(SHORT EXERCISE A): Rewrite the stretch of the single announcement below from "Canadian Artist Leah" through "the tangible realm.", replacing "Leah Martel" with "L. Martel".

(EXCERPT):
---

Canadian Artist Leah Martel Releases Debut Single, “Everybody Out”
Leah Martel is a multi-talented artist whose journey from daydreaming to real-world creation of her debut single in the tangible realm.
Leah has unveiled her latest single, “Everybody Out.” a fun genre-blurring song about social anxiety.
Leah shares,
“I wrote Everybody Out at a point in my life when my social anxiety was really at its peak. The thing is, I figured it would have been its worst as a kid in elementary school getting picked on and not, embarrassingly, as a 20something just trying to attend a party of some very nice seeming people from my college program. I had already been out in the working world for a while and thought I was over it and had gained a bit more confidence and social skills but I realized I really just hadn’t been in a group of new people in a while and once that happened I may as well have been 13 again. If I said something I felt like an alien trying to pretend to have a human conversation. If I stayed silent I felt like an awkward weirdo just hovering around. And I had no clue what to do with my hands or where to sit or stand without either intruding or looking to closed off. So, instead of trying to communicate through it or rise to the occasion in any way, I ran out early and wrote this little melody on the way home in my car (well, after stopping at the side of the road to have a minor panic attack first).

---

(INFORMATION SHOWN):
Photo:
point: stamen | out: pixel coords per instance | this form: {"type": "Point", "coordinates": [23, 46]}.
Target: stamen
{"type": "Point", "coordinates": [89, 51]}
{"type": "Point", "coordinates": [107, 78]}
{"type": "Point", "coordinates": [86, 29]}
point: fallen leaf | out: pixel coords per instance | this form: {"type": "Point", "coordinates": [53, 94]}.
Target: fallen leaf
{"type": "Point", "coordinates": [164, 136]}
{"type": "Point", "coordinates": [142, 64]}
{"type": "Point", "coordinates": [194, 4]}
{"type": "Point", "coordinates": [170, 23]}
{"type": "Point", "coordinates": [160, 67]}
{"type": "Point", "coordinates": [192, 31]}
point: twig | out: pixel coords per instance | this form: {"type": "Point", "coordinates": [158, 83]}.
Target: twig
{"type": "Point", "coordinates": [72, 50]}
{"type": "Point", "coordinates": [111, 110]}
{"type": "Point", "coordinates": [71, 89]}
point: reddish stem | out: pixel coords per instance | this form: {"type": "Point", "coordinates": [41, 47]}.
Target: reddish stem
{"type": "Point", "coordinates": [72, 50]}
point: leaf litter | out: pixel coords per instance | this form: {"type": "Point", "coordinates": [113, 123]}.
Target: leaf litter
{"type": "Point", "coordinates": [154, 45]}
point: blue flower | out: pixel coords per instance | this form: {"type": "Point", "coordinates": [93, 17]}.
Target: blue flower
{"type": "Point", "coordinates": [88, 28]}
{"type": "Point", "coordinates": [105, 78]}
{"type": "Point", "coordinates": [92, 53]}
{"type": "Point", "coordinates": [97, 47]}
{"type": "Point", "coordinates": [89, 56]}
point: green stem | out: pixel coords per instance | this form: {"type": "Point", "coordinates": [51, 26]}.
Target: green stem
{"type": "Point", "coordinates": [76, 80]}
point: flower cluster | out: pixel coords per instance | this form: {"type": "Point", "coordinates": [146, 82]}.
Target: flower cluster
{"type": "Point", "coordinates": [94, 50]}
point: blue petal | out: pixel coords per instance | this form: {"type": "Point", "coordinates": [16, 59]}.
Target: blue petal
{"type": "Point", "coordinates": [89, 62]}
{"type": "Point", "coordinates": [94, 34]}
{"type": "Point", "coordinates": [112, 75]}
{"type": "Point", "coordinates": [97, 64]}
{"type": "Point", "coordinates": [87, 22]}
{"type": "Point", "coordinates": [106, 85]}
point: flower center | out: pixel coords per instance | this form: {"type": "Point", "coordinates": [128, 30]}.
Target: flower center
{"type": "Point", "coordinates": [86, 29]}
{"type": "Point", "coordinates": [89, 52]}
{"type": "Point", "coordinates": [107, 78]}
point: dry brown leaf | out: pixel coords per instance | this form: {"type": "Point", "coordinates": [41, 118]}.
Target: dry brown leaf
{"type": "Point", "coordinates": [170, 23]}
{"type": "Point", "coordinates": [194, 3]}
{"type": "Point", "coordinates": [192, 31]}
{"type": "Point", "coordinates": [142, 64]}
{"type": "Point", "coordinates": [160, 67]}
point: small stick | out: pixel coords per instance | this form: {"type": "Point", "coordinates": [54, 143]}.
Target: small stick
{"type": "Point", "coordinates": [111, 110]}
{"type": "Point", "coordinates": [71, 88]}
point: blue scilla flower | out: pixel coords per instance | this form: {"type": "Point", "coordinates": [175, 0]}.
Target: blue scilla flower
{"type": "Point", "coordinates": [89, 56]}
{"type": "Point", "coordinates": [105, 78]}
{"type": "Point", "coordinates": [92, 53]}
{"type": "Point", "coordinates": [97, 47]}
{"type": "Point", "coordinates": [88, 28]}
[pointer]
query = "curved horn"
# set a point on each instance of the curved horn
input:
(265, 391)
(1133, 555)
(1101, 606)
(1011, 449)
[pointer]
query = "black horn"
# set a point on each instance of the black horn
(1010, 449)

---

(SHORT EXERCISE B): Render the rows above as a numbered list, covering only the stretch from the line containing "point: blue petal" through the last line of the rows, and skip any blank lines.

(WRITTEN REPLY A):
Canadian Artist L. Martel Releases Debut Single, “Everybody Out”
L. Martel is a multi-talented artist whose journey from daydreaming to real-world creation of her debut single in the tangible realm.

(WRITTEN REPLY B):
1. point: blue petal | out: pixel coords per instance | this form: {"type": "Point", "coordinates": [16, 59]}.
2. Target: blue petal
3. {"type": "Point", "coordinates": [89, 62]}
4. {"type": "Point", "coordinates": [94, 34]}
5. {"type": "Point", "coordinates": [112, 75]}
6. {"type": "Point", "coordinates": [97, 64]}
7. {"type": "Point", "coordinates": [87, 22]}
8. {"type": "Point", "coordinates": [106, 85]}
9. point: flower center | out: pixel coords per instance | this form: {"type": "Point", "coordinates": [128, 30]}.
10. Target: flower center
11. {"type": "Point", "coordinates": [86, 29]}
12. {"type": "Point", "coordinates": [89, 52]}
13. {"type": "Point", "coordinates": [107, 78]}
14. point: dry brown leaf | out: pixel coords per instance | this form: {"type": "Point", "coordinates": [41, 118]}.
15. Target: dry brown leaf
16. {"type": "Point", "coordinates": [170, 23]}
17. {"type": "Point", "coordinates": [194, 3]}
18. {"type": "Point", "coordinates": [192, 31]}
19. {"type": "Point", "coordinates": [142, 64]}
20. {"type": "Point", "coordinates": [160, 67]}
21. point: small stick | out: pixel coords per instance | this form: {"type": "Point", "coordinates": [54, 143]}.
22. Target: small stick
23. {"type": "Point", "coordinates": [111, 110]}
24. {"type": "Point", "coordinates": [71, 88]}
25. point: blue scilla flower | out: pixel coords per instance | this form: {"type": "Point", "coordinates": [175, 0]}.
26. Target: blue scilla flower
27. {"type": "Point", "coordinates": [89, 56]}
28. {"type": "Point", "coordinates": [105, 78]}
29. {"type": "Point", "coordinates": [92, 53]}
30. {"type": "Point", "coordinates": [97, 47]}
31. {"type": "Point", "coordinates": [88, 28]}
32. [pointer]
33. query = "curved horn"
34. # set a point on each instance of the curved horn
35. input:
36. (265, 391)
37. (1133, 555)
38. (1101, 606)
39. (1011, 449)
40. [pointer]
41. query = "black horn"
42. # set a point on each instance of the black horn
43. (1010, 449)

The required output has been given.